### Reading passage
--- start ---

It turns out that $\frac{dE_3}{d\tau^\prime} = -E_2(\tau^\prime)$ (see [wikipedia](https://en.wikipedia.org/wiki/Exponential_integral)).  

In assignment 7 you'll show that 

$$
\frac{dt_f(\tau,\tau^\prime)}{d\tau^\prime} = 2E_2(\tau,\tau^\prime) \approx 1.666\exp(-1.666(\tau - \tau^\prime))
$$(dtf)

In words, that means that the flux sees a layer that is effectively 5/3 times
thicker, compared with the radiance case  at $\mu=1$ (straight up/down), for both the flux transmission
and the weighting function $dt_f$. Be sure you understand why this make physical sense.

--- end ---

### Direction 1
Return the records exactly as they appear, covering everything from the line that contains "Trace the outline of every instance of the white" down to the end of the records.

### Records for the task
--- start ---

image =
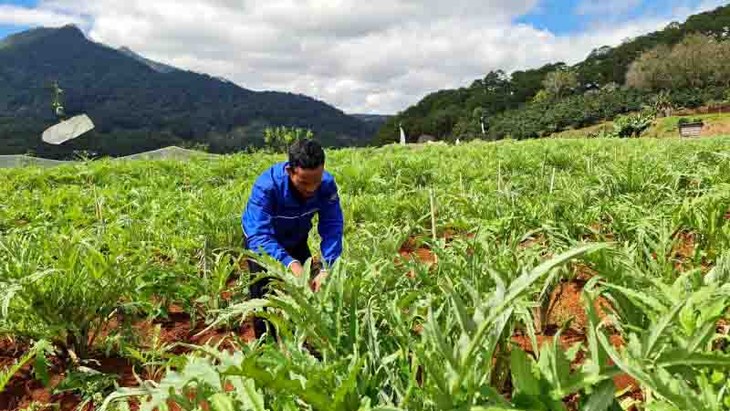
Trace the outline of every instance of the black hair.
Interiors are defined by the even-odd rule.
[[[323,166],[324,150],[314,140],[298,140],[289,147],[289,165],[310,170]]]

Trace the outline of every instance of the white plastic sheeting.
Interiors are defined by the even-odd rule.
[[[59,145],[68,140],[73,140],[84,133],[91,131],[94,123],[89,116],[81,114],[64,120],[55,126],[49,127],[43,132],[43,141],[48,144]]]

--- end ---

### Direction 2
Answer these questions about the passage on flux transmission:
(a) According to the passage, what is the derivative of E_3 with respect to τ′ equal to?
(b) In which assignment is the derivative of t_f to be shown?
(c) How many times thicker is the layer that the flux effectively sees, compared with the radiance case at μ=1?

### Task answer 1
Trace the outline of every instance of the white plastic sheeting.
Interiors are defined by the even-odd rule.
[[[59,145],[68,140],[73,140],[84,133],[91,131],[94,123],[89,116],[81,114],[64,120],[55,126],[49,127],[43,132],[43,141],[48,144]]]

### Task answer 2
(a) −E_2(τ′)
(b) Assignment 7
(c) 5/3 times thicker